*** Opening of Source information ***

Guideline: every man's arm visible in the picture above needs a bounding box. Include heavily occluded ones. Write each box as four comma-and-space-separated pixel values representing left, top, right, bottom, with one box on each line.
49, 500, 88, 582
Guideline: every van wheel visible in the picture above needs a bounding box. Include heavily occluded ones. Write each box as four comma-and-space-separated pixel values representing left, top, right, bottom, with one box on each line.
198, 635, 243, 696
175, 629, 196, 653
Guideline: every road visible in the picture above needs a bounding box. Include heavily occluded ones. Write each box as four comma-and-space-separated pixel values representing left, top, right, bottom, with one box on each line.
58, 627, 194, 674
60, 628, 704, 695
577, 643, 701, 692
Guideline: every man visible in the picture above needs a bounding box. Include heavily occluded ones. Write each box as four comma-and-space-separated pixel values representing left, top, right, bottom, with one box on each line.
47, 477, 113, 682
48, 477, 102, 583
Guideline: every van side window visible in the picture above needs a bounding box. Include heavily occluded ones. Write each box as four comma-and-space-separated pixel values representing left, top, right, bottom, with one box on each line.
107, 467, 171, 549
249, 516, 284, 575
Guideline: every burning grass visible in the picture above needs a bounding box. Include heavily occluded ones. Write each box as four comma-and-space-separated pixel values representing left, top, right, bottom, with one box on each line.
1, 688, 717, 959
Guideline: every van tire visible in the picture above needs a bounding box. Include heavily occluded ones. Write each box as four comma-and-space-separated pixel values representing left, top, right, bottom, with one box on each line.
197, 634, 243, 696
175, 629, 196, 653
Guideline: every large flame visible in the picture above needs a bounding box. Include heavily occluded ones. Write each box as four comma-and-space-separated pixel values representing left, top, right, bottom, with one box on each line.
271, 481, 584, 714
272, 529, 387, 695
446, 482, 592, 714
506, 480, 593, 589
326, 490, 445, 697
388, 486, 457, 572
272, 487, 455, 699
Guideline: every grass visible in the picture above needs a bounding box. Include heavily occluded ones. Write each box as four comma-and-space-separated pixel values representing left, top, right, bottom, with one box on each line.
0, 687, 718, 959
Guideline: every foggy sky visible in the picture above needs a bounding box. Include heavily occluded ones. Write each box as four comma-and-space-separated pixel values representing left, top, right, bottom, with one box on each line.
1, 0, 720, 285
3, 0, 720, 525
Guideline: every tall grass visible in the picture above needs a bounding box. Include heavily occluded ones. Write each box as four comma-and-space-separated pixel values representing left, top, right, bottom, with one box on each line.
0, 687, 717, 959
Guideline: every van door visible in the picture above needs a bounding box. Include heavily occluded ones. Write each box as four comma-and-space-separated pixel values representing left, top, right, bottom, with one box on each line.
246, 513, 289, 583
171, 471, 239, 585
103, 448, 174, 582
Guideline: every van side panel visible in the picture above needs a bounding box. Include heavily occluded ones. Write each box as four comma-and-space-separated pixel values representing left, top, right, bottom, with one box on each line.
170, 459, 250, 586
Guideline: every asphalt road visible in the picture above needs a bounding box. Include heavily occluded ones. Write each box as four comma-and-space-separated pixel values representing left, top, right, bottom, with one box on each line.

*** Close of Source information ***

▶ Work to complete
Each line from the one with "Guideline: every tall" through the last line of the material is to be retyped exactly, and no other line is.

▶ Solution to the exercise
Guideline: every tall grass visible in the picture above needs a bounding box. Include heavily occluded ones. Write each box as four comma-and-space-separated pixel values representing left, top, right, bottom, with one box on each line.
0, 687, 717, 959
Guideline: every van door visible in the picture above needs a bounding box. Include heavily occluded ones. Write each box as four comma-and-space-separated pixel values representing left, top, right, bottom, with one box on each line.
246, 513, 289, 583
171, 471, 239, 585
103, 448, 174, 582
Guideline: every van side panel visible in the picture above needs a bounding box. Include heavily occluded ones. Write each box as four comma-and-space-separated pixel values representing left, top, right, bottom, with one box on each line.
170, 459, 250, 586
Guideline: every asphalt road visible in the picture above needs a bounding box. Include heavily occluded ones. Write each box as four comma-and-space-separated pixel values representing left, top, right, bottom, with one box on each line.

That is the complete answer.